Problem requirements =>
Your response should be the lines from the one holding "point: one per" to the last line of the data below, copied exactly and with no additions.

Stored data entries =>
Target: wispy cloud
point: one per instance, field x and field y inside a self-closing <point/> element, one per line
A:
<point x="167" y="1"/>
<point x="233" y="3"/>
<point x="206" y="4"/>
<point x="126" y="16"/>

Response =>
point: one per instance, field x and field y inside a self-closing <point/> element, one per line
A:
<point x="167" y="1"/>
<point x="233" y="3"/>
<point x="206" y="4"/>
<point x="126" y="16"/>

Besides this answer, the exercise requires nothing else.